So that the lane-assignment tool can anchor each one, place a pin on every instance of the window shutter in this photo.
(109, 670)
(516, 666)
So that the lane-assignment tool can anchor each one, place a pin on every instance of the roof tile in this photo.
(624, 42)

====

Convert every line of the rows above into a JSON list of strings, with one string per line and no blank lines.

TASK SOLUTION:
[
  "So that the lane-assignment tool can anchor each one, place a pin on every instance of the window shutter in this photo.",
  "(109, 670)",
  "(516, 666)",
  "So that the lane-assignment tool can anchor each one, place a pin on every instance of the roof tile in this photo.",
  "(624, 42)"
]